> _ПОКАЗАННЫЙ ТЕКСТ_
* * * * * * *
Чтобы избавить весь город от тяготеющей на нем ответственности, чтобы превратить жертвенный кризис, убрав из него насилие, в чуму, нужно суметь перенести это насилие на Эдипа, или, в общем виде, — на отдельного индивида. Все протагонисты во время трагического спора пытаются этот перенос осуществить. Дознание по поводу Лайя — это, как мы видели, дознание по поводу самого жертвенного кризиса. Речь все время о том, чтобы свалить ответственность за катастрофу на конкретного индивида, чтобы ответить на главный мифологический вопрос: «Кто положил начало?» Если Эдипу не удается возложить вину на Креонта и Тиресия, то Тиресию и Креонту прекрасно удается возложить ее на Эдипа. Все дознание в целом — это охота на козла отпущения, которая в конечном счете оборачивается против того, кто ее начал.
Поплавав между тремя протагонистами, обвинение в конце концов пристает к одному из них. С тем же успехом оно могло бы пристать и к кому-то другому. Могло бы вовсе ни на ком не задерживаться. Благодаря какому механизму оно все же прекращает движение?
Обвинение, которому впредь суждено считаться «истинным», ничем не отличается от тех, которым впредь суждено считаться «лживыми», — за тем исключением, что против первого уже никто не возражает. Одна из версий происшедшего побеждает; она утрачивает полемический характер и становится истиной мифа, становится самим мифом. За этой фиксацией мифа стоит феномен единодушия. Где сталкивались два, три, тысяча симметричных и противоположных обвинений, торжествует одно — и все вокруг замолкает. На место борьбы всех против всех приходит союз всех против одного.
Что за чудо? Как могло вдруг восстановиться единение сообщества, полностью разрушенное жертвенным кризисом? Кризис в самом разгаре; для этого внезапного переворота обстоятельства максимально неблагоприятны. Нельзя найти и двух человек, которые бы сошлись по какому угодно вопросу; каждый пытается свалить коллективное бремя со своих плеч на плечи брата-врага. В горящем со всех концов сообществе царит, судя о всему, неописуемый хаос. Кажется, что нет путеводной нити, которая могла бы связать все эти частные конфликты, ненависти, ослепления.
И в этот момент, когда все вроде бы погибло, когда в бесконечном разнообразии противоречивых смыслов торжествует бессмыслица, решение оказывается совсем рядом; один толчок — и весь город впадает в спасительное для него единодушное насилие.
* * * * * * *
> _СТРОКИ ДАННЫХ_
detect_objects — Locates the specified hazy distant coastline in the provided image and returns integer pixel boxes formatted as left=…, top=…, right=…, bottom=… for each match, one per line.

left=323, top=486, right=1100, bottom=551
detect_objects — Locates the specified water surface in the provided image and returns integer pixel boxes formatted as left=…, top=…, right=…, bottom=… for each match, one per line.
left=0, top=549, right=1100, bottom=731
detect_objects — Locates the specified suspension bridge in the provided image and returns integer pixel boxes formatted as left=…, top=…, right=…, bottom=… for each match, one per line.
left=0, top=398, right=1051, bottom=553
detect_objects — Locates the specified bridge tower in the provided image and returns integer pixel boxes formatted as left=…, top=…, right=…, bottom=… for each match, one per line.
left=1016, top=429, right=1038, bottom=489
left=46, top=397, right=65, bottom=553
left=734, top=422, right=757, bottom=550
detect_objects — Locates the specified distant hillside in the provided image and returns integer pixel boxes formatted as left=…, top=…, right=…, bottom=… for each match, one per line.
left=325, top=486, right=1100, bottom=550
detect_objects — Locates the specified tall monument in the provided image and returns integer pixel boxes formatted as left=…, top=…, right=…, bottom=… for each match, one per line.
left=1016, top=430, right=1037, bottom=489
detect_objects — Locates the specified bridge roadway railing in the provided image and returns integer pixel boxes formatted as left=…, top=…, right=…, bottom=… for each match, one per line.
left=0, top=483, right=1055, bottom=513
* * * * * * *
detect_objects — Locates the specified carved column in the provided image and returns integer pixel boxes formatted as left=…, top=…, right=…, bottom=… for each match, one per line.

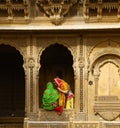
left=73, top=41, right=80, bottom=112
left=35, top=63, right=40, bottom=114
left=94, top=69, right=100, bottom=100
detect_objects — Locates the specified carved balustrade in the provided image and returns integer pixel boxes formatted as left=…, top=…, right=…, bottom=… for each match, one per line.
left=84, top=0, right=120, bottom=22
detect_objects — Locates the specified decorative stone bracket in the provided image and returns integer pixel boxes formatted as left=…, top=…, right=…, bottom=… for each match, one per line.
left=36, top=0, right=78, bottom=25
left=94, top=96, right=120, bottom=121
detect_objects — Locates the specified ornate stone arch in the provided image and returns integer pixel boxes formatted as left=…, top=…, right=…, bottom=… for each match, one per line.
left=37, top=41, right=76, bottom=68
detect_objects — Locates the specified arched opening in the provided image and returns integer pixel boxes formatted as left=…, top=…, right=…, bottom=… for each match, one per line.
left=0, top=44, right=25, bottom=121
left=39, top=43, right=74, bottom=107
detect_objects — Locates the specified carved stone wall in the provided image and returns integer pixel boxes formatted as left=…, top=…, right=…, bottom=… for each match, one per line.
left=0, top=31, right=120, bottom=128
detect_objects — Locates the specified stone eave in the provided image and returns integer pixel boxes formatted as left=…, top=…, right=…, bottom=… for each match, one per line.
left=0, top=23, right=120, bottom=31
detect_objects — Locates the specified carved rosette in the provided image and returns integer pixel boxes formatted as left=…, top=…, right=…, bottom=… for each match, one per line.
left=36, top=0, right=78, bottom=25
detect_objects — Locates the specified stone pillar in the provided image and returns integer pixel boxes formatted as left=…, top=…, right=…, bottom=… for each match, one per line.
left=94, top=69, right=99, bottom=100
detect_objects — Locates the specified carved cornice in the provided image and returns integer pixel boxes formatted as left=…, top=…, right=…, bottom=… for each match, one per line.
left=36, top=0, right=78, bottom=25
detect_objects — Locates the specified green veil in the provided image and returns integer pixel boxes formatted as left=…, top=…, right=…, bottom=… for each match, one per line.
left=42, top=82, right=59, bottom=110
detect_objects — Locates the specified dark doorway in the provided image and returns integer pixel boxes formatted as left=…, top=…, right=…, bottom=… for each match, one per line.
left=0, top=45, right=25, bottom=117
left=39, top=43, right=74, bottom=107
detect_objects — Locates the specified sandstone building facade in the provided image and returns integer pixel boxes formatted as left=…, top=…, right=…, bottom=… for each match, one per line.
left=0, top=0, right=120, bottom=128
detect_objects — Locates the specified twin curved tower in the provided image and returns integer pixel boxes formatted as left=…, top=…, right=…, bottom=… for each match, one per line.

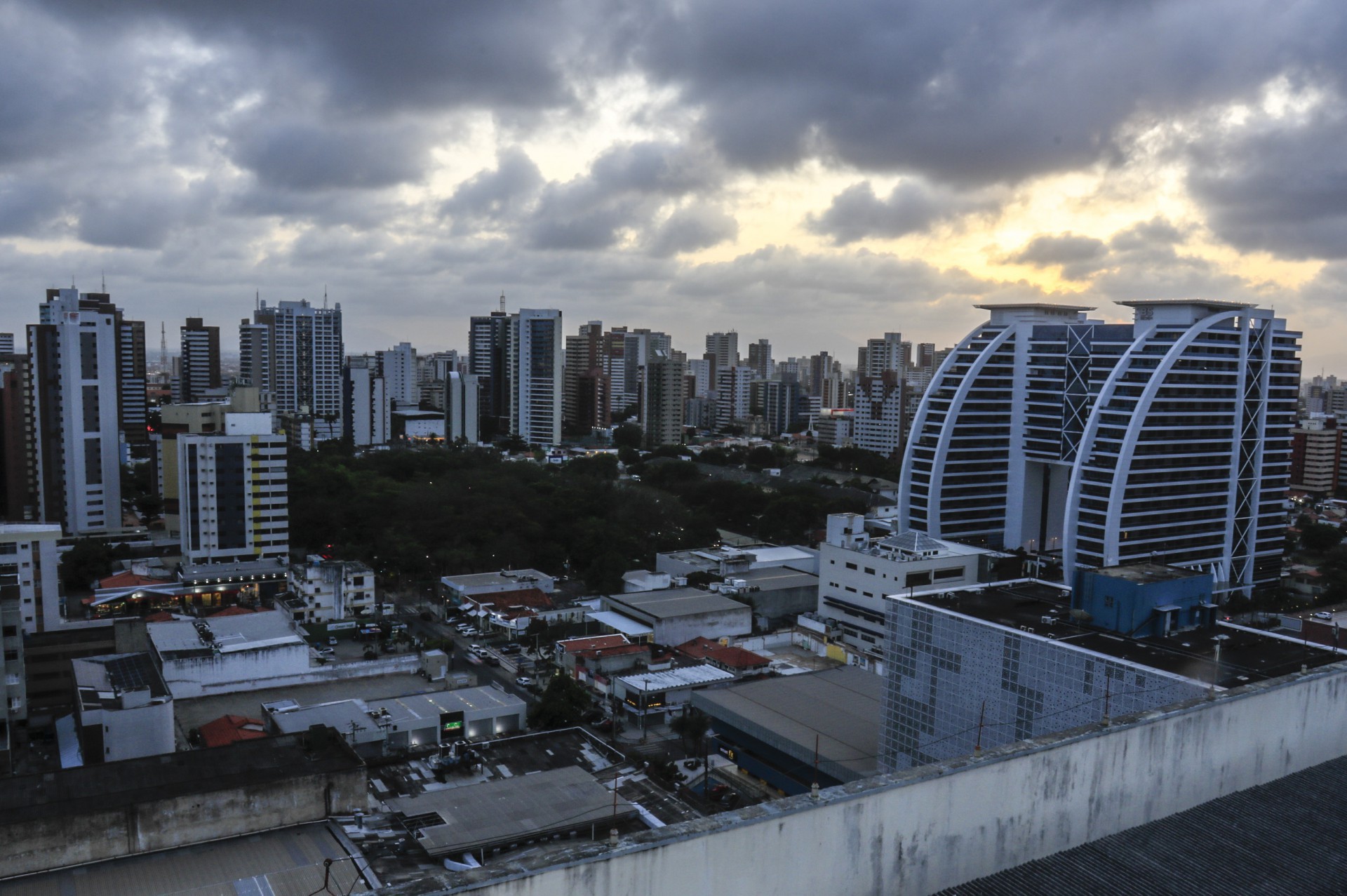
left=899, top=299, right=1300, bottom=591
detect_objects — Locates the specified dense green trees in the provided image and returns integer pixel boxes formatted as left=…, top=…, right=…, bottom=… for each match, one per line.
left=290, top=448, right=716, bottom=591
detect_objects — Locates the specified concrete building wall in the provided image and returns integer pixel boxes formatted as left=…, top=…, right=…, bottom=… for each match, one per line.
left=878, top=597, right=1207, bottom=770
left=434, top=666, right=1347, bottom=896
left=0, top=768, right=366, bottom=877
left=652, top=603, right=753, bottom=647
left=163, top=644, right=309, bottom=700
* * * * * * *
> _ОПИСАНИЕ ЗАДАНИЯ_
Перепишите без изменений отрывок из текста о жертвенном кризисе, от слов «Обвинение, которому впредь» до слов «всех против одного.» включительно. Листинг выше — отдельный материал, независимый от текста.

> _ОТВЕТ НА ЗАДАНИЕ_
Обвинение, которому впредь суждено считаться «истинным», ничем не отличается от тех, которым впредь суждено считаться «лживыми», — за тем исключением, что против первого уже никто не возражает. Одна из версий происшедшего побеждает; она утрачивает полемический характер и становится истиной мифа, становится самим мифом. За этой фиксацией мифа стоит феномен единодушия. Где сталкивались два, три, тысяча симметричных и противоположных обвинений, торжествует одно — и все вокруг замолкает. На место борьбы всех против всех приходит союз всех против одного.